-- CHALLENGE --
Give the number of lines in the material below that contain the string "logo". Case counts, and the reply is the number alone.
:: DATA RECORDS
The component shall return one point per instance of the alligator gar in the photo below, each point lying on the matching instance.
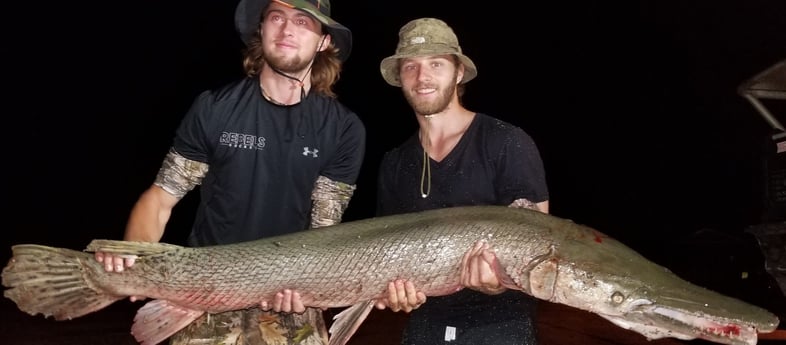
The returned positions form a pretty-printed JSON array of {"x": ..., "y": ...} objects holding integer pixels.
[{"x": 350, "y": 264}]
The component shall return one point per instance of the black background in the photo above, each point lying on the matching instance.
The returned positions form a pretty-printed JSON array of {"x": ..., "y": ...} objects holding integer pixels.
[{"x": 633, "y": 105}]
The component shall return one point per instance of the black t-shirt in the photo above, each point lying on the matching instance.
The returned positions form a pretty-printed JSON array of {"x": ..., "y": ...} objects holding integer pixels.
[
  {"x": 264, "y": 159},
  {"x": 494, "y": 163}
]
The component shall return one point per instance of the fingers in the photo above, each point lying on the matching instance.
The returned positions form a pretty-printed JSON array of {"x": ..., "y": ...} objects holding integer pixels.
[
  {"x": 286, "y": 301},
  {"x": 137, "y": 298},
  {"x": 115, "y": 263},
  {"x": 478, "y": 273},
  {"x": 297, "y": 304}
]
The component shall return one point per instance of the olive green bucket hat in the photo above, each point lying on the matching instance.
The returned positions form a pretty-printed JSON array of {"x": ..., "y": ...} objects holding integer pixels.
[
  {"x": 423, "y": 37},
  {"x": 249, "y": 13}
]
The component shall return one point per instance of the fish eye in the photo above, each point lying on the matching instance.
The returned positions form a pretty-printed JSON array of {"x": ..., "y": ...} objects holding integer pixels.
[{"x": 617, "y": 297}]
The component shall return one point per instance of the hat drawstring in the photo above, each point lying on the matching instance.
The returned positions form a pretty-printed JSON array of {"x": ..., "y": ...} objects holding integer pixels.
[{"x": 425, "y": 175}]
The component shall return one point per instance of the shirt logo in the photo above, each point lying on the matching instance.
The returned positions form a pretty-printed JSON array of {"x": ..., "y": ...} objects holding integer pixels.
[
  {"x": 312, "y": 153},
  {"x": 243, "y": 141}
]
::::
:: DATA RECORDS
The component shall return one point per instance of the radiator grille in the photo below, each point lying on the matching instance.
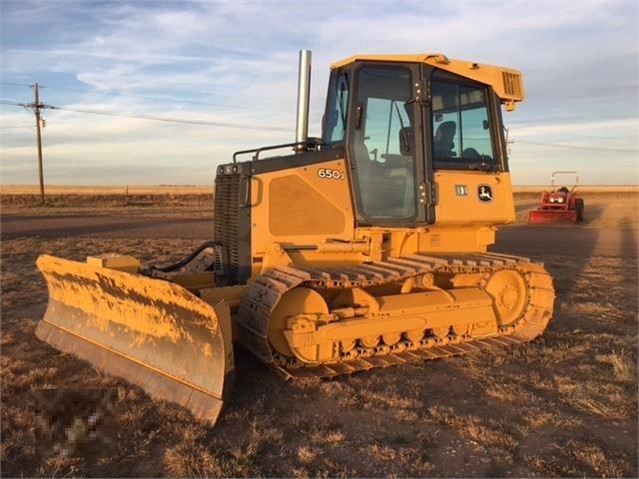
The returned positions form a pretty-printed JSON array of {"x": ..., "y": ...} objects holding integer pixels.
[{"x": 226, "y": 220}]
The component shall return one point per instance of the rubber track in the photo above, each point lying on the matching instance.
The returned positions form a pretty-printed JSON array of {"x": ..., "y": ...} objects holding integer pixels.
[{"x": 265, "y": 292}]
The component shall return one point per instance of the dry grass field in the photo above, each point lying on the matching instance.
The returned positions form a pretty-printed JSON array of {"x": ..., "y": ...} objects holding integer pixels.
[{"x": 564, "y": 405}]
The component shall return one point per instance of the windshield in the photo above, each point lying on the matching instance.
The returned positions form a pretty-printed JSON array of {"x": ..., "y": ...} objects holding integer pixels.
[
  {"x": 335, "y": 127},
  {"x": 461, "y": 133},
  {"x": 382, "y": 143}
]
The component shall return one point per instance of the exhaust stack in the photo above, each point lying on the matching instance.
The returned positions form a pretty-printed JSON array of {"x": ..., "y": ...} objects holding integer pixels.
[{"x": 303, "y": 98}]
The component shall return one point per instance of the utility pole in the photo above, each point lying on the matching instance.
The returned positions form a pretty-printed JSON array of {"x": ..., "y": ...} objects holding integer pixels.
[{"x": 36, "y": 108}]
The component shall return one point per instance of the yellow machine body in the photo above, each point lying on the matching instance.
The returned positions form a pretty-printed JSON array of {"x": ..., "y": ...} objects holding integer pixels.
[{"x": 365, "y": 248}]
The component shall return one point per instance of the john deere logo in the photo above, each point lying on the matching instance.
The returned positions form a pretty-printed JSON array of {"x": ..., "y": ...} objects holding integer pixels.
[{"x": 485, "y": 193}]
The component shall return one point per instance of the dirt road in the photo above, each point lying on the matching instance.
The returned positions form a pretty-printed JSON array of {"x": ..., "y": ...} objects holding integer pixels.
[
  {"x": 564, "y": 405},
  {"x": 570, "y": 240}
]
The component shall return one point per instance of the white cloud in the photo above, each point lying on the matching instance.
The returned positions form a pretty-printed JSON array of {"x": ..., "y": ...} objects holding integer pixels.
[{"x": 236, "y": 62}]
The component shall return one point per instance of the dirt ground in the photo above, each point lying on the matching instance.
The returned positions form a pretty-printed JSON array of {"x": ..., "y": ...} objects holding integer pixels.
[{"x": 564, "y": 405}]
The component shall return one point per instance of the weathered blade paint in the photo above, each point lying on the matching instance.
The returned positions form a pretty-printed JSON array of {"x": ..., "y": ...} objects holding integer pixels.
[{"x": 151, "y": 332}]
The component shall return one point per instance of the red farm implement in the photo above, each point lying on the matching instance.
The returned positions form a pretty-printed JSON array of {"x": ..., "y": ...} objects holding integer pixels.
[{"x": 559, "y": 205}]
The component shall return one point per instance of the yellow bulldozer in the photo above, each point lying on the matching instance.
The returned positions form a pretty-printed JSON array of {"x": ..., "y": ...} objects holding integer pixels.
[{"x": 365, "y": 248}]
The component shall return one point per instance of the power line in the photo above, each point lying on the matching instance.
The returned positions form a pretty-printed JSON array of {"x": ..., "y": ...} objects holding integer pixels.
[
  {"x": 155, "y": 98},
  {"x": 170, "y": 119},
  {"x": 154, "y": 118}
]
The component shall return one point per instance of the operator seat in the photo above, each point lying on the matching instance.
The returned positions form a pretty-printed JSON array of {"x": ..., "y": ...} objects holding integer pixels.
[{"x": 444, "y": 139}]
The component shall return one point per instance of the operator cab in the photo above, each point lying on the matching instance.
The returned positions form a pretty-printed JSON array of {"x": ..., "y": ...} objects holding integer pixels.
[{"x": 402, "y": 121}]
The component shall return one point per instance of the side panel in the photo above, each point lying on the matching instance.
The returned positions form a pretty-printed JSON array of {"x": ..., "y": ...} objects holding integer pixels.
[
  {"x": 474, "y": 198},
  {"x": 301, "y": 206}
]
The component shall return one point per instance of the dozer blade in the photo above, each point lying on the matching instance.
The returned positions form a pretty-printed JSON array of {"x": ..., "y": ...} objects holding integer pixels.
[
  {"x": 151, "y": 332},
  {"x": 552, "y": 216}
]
::::
-- ANSWER TO THIS EXERCISE --
2